**EXERCISE TASKS:**
A: Answer these from the Paul Horner article:
(i) How old was Horner?
(ii) Which news outlet is cited for the authorities' remark about a possible accidental overdose?
(iii) What domain was built to pass for the network news website?
B: Decide whether each statement agrees with the Paul Horner article, giving yes or no and quoting the words that settle it:
(i) Arizona authorities found signs of foul play.
(ii) Horner gave an interview to the Washington Post.
(iii) Eric Trump tweeted stories Horner made up.
C: Write the next part of the Paul Horner article, picking up after its last sentence.

─── PAGE EXTRACT ───

Paul Horner, a prominent fake news writer, was found dead.

Screengrab via CNN/YouTube

Prominent fake news writer found dead in Arizona

Horner once said, 'Trump is in the White House because of me.'

 

Andrew Wyrich

Tech

Published Sep 27, 2017   Updated Sep 27, 2017, 10:31 am CDT

A prominent fake news writer who once boasted his fabricated stories helped President Donald Trump get elected was found dead in his home earlier this month, authorities announced Tuesday.

Paul Horner, 38, told the Washington Post last year that his websites and fake news articles–many of which went viral and for which he made thousands of dollars–directly helped Trump win in the 2016 presidential election. “Trump is in the White House because of me,” he claimed.

Local authorities in Arizona said there were no signs of foul play and “evidence at the scene suggested this could be an accidental overdose,” according to CBS News.

Horner’s fake news spread across the internet, and his stories were routinely picked up by Trump supporters on Facebook and Twitter. One domain, ABCNews.com.co was designed to trick people into appearing like the network news website. 

In his interview with the Post, Horner said his stories proliferated across the internet so quickly because “people are definitely dumber.”

Stories Horner made up were tweeted by former Trump campaign manager Corey Lewandowski and Trump’s son, Eric Trump.

─── DATASET ENTRIES ───

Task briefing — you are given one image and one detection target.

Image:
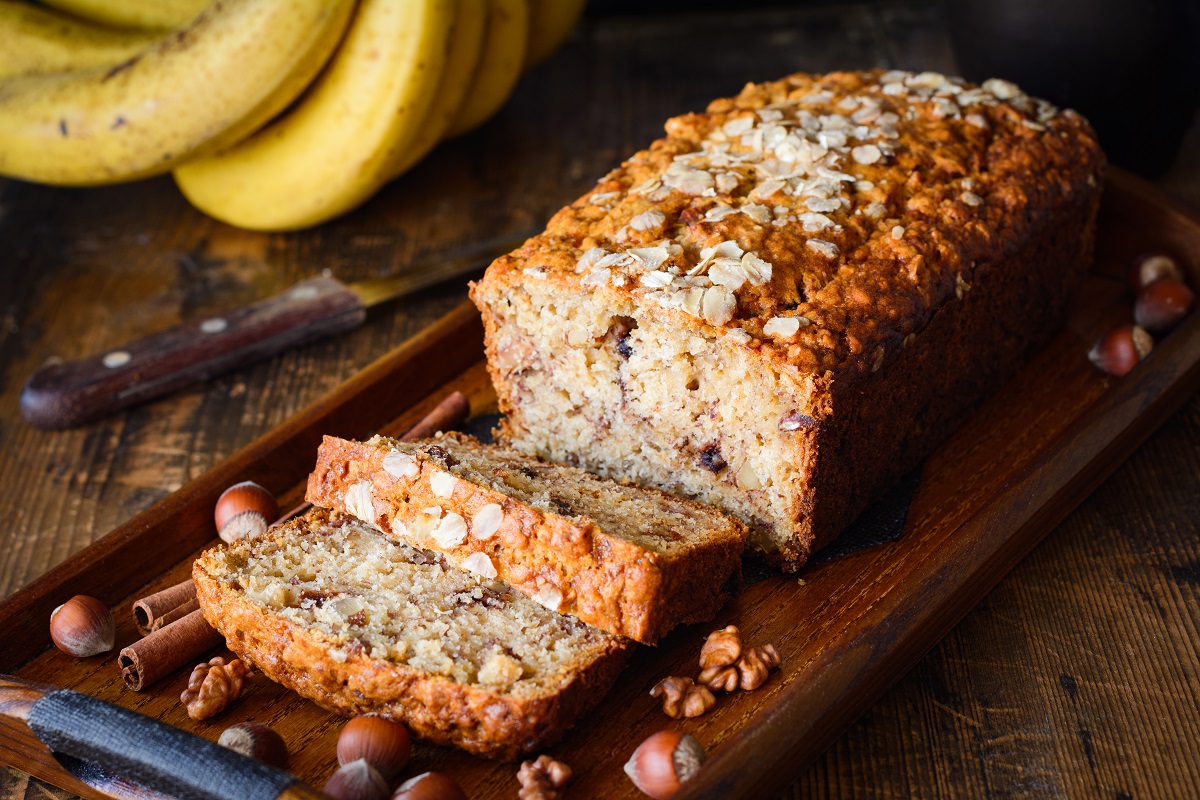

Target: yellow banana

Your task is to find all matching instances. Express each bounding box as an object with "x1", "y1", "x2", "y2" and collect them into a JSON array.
[
  {"x1": 0, "y1": 0, "x2": 166, "y2": 78},
  {"x1": 524, "y1": 0, "x2": 586, "y2": 70},
  {"x1": 41, "y1": 0, "x2": 209, "y2": 30},
  {"x1": 391, "y1": 0, "x2": 487, "y2": 176},
  {"x1": 0, "y1": 0, "x2": 354, "y2": 186},
  {"x1": 446, "y1": 0, "x2": 529, "y2": 137},
  {"x1": 175, "y1": 0, "x2": 457, "y2": 230}
]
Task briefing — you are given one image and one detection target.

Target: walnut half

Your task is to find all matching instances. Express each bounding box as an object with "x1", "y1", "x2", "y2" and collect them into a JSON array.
[
  {"x1": 179, "y1": 656, "x2": 250, "y2": 720},
  {"x1": 517, "y1": 756, "x2": 571, "y2": 800},
  {"x1": 650, "y1": 676, "x2": 716, "y2": 720}
]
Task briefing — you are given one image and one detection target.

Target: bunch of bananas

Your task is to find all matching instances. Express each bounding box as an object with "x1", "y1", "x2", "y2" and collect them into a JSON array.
[{"x1": 0, "y1": 0, "x2": 584, "y2": 230}]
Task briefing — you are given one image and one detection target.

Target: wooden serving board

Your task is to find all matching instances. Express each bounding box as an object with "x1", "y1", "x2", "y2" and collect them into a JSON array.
[{"x1": 0, "y1": 170, "x2": 1200, "y2": 800}]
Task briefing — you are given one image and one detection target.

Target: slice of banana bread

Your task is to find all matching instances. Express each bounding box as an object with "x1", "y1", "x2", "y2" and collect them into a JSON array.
[
  {"x1": 306, "y1": 433, "x2": 746, "y2": 644},
  {"x1": 472, "y1": 71, "x2": 1104, "y2": 569},
  {"x1": 192, "y1": 509, "x2": 635, "y2": 759}
]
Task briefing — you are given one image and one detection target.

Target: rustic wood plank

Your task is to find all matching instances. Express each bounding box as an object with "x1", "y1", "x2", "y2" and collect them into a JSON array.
[
  {"x1": 0, "y1": 2, "x2": 1200, "y2": 799},
  {"x1": 0, "y1": 174, "x2": 1200, "y2": 800}
]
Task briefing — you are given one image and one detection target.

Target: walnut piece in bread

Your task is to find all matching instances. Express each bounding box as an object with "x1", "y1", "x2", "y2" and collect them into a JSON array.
[{"x1": 472, "y1": 71, "x2": 1104, "y2": 570}]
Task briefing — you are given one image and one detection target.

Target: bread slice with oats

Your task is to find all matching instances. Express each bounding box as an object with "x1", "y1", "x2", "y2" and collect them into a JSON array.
[
  {"x1": 192, "y1": 509, "x2": 635, "y2": 759},
  {"x1": 306, "y1": 433, "x2": 746, "y2": 644}
]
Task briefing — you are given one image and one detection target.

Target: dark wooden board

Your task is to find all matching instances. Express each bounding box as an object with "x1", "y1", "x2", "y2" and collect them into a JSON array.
[{"x1": 0, "y1": 172, "x2": 1200, "y2": 798}]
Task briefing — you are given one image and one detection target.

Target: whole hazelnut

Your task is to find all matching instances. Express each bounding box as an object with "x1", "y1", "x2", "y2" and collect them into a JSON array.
[
  {"x1": 625, "y1": 730, "x2": 704, "y2": 800},
  {"x1": 337, "y1": 714, "x2": 412, "y2": 781},
  {"x1": 217, "y1": 722, "x2": 288, "y2": 769},
  {"x1": 50, "y1": 595, "x2": 116, "y2": 658},
  {"x1": 322, "y1": 758, "x2": 388, "y2": 800},
  {"x1": 1129, "y1": 253, "x2": 1183, "y2": 294},
  {"x1": 1133, "y1": 278, "x2": 1196, "y2": 333},
  {"x1": 212, "y1": 481, "x2": 280, "y2": 543},
  {"x1": 1087, "y1": 325, "x2": 1154, "y2": 377},
  {"x1": 391, "y1": 772, "x2": 467, "y2": 800}
]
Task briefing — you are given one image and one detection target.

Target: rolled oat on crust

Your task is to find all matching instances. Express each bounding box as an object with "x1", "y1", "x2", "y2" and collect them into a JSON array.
[
  {"x1": 472, "y1": 71, "x2": 1104, "y2": 569},
  {"x1": 305, "y1": 433, "x2": 746, "y2": 644},
  {"x1": 193, "y1": 509, "x2": 635, "y2": 759}
]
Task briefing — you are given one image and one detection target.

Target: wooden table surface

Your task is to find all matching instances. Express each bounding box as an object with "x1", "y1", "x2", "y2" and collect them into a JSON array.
[{"x1": 0, "y1": 2, "x2": 1200, "y2": 800}]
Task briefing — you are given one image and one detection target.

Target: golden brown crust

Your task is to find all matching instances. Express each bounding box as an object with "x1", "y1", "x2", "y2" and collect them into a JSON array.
[
  {"x1": 472, "y1": 70, "x2": 1104, "y2": 375},
  {"x1": 192, "y1": 510, "x2": 632, "y2": 760},
  {"x1": 472, "y1": 71, "x2": 1104, "y2": 569},
  {"x1": 305, "y1": 434, "x2": 745, "y2": 644}
]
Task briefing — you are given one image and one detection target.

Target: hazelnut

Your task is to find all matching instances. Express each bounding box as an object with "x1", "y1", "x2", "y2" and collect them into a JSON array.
[
  {"x1": 1087, "y1": 325, "x2": 1154, "y2": 378},
  {"x1": 391, "y1": 772, "x2": 467, "y2": 800},
  {"x1": 650, "y1": 676, "x2": 716, "y2": 720},
  {"x1": 322, "y1": 758, "x2": 388, "y2": 800},
  {"x1": 337, "y1": 714, "x2": 412, "y2": 781},
  {"x1": 212, "y1": 481, "x2": 280, "y2": 543},
  {"x1": 217, "y1": 722, "x2": 288, "y2": 769},
  {"x1": 1133, "y1": 278, "x2": 1196, "y2": 333},
  {"x1": 1129, "y1": 253, "x2": 1183, "y2": 294},
  {"x1": 50, "y1": 595, "x2": 116, "y2": 658},
  {"x1": 625, "y1": 730, "x2": 704, "y2": 800}
]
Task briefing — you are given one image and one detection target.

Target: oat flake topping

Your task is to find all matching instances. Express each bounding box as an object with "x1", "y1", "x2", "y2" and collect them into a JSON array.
[{"x1": 556, "y1": 70, "x2": 1058, "y2": 338}]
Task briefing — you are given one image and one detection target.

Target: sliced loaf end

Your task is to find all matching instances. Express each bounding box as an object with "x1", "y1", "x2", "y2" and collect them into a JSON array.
[
  {"x1": 307, "y1": 434, "x2": 746, "y2": 643},
  {"x1": 193, "y1": 509, "x2": 634, "y2": 759}
]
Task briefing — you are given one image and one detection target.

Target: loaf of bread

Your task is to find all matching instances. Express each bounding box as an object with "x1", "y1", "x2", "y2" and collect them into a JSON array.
[
  {"x1": 306, "y1": 433, "x2": 746, "y2": 644},
  {"x1": 472, "y1": 71, "x2": 1104, "y2": 569},
  {"x1": 192, "y1": 509, "x2": 636, "y2": 759}
]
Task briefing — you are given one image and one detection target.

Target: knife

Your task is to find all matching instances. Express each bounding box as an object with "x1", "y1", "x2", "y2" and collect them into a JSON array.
[
  {"x1": 20, "y1": 231, "x2": 533, "y2": 431},
  {"x1": 0, "y1": 675, "x2": 329, "y2": 800}
]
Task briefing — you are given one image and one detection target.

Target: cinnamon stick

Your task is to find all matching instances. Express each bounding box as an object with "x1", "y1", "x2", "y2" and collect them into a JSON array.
[
  {"x1": 116, "y1": 609, "x2": 224, "y2": 692},
  {"x1": 133, "y1": 578, "x2": 200, "y2": 636},
  {"x1": 400, "y1": 392, "x2": 470, "y2": 441},
  {"x1": 120, "y1": 392, "x2": 470, "y2": 657}
]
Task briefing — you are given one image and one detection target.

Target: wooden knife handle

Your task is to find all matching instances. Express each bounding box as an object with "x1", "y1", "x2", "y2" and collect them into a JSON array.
[{"x1": 20, "y1": 277, "x2": 366, "y2": 431}]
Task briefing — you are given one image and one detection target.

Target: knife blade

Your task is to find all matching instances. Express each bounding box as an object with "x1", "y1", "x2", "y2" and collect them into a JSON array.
[
  {"x1": 20, "y1": 231, "x2": 533, "y2": 431},
  {"x1": 0, "y1": 675, "x2": 328, "y2": 800}
]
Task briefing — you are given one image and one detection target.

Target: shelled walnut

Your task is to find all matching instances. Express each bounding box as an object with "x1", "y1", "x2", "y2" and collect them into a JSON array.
[
  {"x1": 737, "y1": 644, "x2": 780, "y2": 692},
  {"x1": 179, "y1": 656, "x2": 250, "y2": 720},
  {"x1": 650, "y1": 676, "x2": 716, "y2": 720},
  {"x1": 517, "y1": 756, "x2": 571, "y2": 800}
]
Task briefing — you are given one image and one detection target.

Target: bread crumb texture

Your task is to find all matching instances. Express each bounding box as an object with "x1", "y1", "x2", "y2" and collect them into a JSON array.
[
  {"x1": 193, "y1": 509, "x2": 631, "y2": 757},
  {"x1": 472, "y1": 71, "x2": 1104, "y2": 567},
  {"x1": 306, "y1": 433, "x2": 746, "y2": 643}
]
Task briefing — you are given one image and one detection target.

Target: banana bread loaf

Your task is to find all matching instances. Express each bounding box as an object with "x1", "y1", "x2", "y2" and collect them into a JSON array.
[
  {"x1": 472, "y1": 71, "x2": 1104, "y2": 569},
  {"x1": 192, "y1": 509, "x2": 635, "y2": 759},
  {"x1": 306, "y1": 433, "x2": 746, "y2": 644}
]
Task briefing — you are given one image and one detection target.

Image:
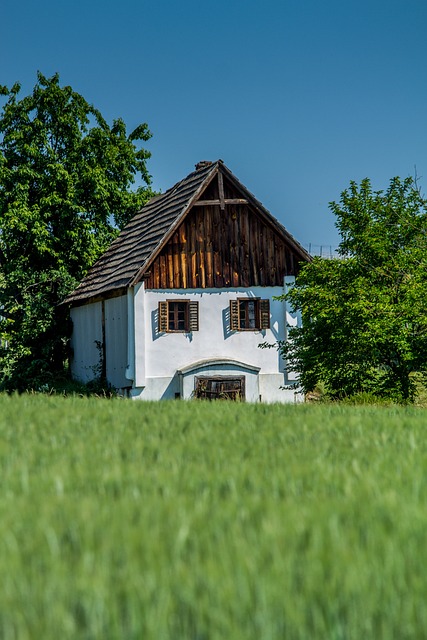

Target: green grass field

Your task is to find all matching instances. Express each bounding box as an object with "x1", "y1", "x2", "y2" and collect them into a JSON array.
[{"x1": 0, "y1": 395, "x2": 427, "y2": 640}]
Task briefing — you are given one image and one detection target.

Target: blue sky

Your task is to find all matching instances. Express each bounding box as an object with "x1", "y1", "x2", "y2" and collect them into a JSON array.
[{"x1": 0, "y1": 0, "x2": 427, "y2": 252}]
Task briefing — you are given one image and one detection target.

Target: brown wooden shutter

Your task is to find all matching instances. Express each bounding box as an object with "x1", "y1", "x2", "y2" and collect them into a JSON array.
[
  {"x1": 259, "y1": 300, "x2": 270, "y2": 329},
  {"x1": 188, "y1": 300, "x2": 199, "y2": 331},
  {"x1": 159, "y1": 301, "x2": 168, "y2": 333},
  {"x1": 230, "y1": 300, "x2": 239, "y2": 331}
]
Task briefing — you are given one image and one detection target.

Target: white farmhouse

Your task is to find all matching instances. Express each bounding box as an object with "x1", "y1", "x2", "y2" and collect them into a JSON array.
[{"x1": 66, "y1": 160, "x2": 310, "y2": 402}]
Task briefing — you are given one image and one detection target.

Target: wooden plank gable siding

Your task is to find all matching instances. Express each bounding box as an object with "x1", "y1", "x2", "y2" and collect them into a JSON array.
[{"x1": 146, "y1": 198, "x2": 300, "y2": 289}]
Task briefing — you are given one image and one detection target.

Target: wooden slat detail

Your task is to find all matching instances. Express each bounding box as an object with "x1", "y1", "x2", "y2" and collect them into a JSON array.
[
  {"x1": 259, "y1": 300, "x2": 270, "y2": 329},
  {"x1": 159, "y1": 301, "x2": 168, "y2": 333},
  {"x1": 146, "y1": 204, "x2": 304, "y2": 289},
  {"x1": 188, "y1": 300, "x2": 199, "y2": 331},
  {"x1": 230, "y1": 300, "x2": 239, "y2": 331},
  {"x1": 193, "y1": 198, "x2": 248, "y2": 207}
]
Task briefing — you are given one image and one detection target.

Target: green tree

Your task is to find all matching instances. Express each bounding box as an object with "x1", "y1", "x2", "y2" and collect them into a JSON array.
[
  {"x1": 281, "y1": 178, "x2": 427, "y2": 401},
  {"x1": 0, "y1": 73, "x2": 152, "y2": 388}
]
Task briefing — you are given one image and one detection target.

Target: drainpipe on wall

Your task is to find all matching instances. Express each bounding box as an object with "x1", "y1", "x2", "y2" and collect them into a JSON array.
[{"x1": 125, "y1": 287, "x2": 135, "y2": 382}]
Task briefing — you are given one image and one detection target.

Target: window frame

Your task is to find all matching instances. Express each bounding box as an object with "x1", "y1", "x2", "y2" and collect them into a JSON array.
[
  {"x1": 230, "y1": 298, "x2": 270, "y2": 331},
  {"x1": 158, "y1": 298, "x2": 199, "y2": 333}
]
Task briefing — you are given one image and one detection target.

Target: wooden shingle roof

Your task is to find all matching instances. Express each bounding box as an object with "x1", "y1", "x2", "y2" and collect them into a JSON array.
[{"x1": 64, "y1": 160, "x2": 310, "y2": 305}]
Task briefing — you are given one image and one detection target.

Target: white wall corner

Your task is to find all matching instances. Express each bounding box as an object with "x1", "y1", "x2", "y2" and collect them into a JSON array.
[
  {"x1": 133, "y1": 282, "x2": 147, "y2": 387},
  {"x1": 283, "y1": 276, "x2": 302, "y2": 385},
  {"x1": 125, "y1": 287, "x2": 135, "y2": 381}
]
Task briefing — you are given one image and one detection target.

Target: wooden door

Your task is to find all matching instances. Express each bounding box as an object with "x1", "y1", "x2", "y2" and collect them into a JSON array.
[{"x1": 194, "y1": 376, "x2": 245, "y2": 400}]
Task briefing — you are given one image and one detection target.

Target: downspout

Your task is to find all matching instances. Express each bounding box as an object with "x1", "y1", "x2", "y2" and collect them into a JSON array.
[{"x1": 125, "y1": 287, "x2": 135, "y2": 382}]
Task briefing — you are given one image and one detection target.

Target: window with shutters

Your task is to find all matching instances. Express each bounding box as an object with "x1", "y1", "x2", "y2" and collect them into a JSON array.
[
  {"x1": 159, "y1": 300, "x2": 199, "y2": 333},
  {"x1": 230, "y1": 298, "x2": 270, "y2": 331}
]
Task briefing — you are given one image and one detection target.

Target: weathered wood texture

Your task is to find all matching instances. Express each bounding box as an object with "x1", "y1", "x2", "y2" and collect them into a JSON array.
[
  {"x1": 65, "y1": 160, "x2": 311, "y2": 305},
  {"x1": 146, "y1": 204, "x2": 301, "y2": 289}
]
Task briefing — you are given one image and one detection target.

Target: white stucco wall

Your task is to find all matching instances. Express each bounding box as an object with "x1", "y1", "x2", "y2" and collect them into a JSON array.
[
  {"x1": 70, "y1": 296, "x2": 132, "y2": 389},
  {"x1": 71, "y1": 279, "x2": 302, "y2": 402},
  {"x1": 104, "y1": 296, "x2": 131, "y2": 389},
  {"x1": 132, "y1": 285, "x2": 297, "y2": 402},
  {"x1": 70, "y1": 302, "x2": 102, "y2": 382}
]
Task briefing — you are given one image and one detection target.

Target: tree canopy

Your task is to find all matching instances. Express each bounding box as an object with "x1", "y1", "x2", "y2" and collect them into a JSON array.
[
  {"x1": 281, "y1": 178, "x2": 427, "y2": 400},
  {"x1": 0, "y1": 73, "x2": 153, "y2": 388}
]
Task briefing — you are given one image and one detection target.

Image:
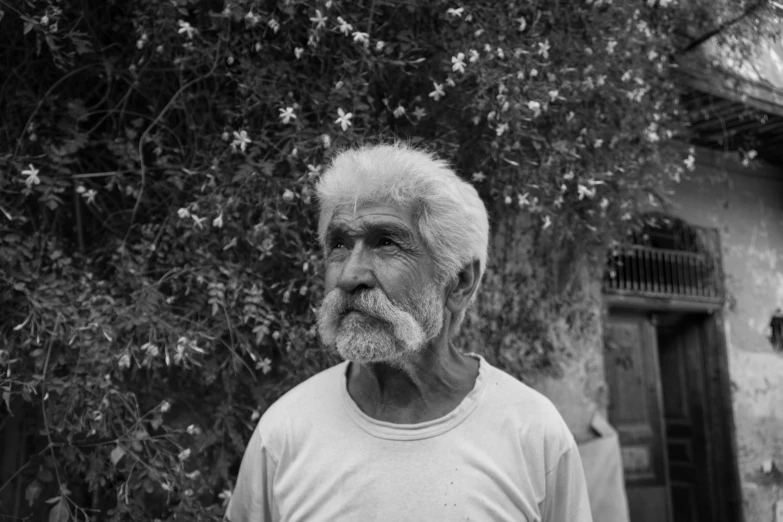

───

**RESPONSES TO THE TASKS:**
A:
(i) 38
(ii) CBS News
(iii) ABCNews.com.co

B:
(i) No: "there were no signs of foul play"
(ii) Yes: "told the Washington Post last year"
(iii) Yes: "Stories Horner made up were tweeted by former Trump campaign manager Corey Lewandowski and Trump’s son, Eric Trump."

C:
“My sites were picked up by Trump supporters all the time,” he said during the interview. “I think Trump is in the White House because of me. His followers don’t fact-check anything — they’ll post everything, believe anything. His campaign manager posted my story about a protester getting paid $3,500 as fact. Like, I made that up. I posted a fake ad on Craigslist.”

In an interview with CNN’s Anderson Cooper in December 2016, Horner defended his fake articles, calling it “political satire.”

“A lot of the people that like my stuff, they know,” he said. “It’s pretty obvious the stuff I write is very political satire, there’s a lot of humor, a lot of comedy in it.”

Since the election web giants such as Facebook and Google have attempted to crack down on fake news and several other people have tried to develop games that can teach consumers how to spot articles that aren’t true.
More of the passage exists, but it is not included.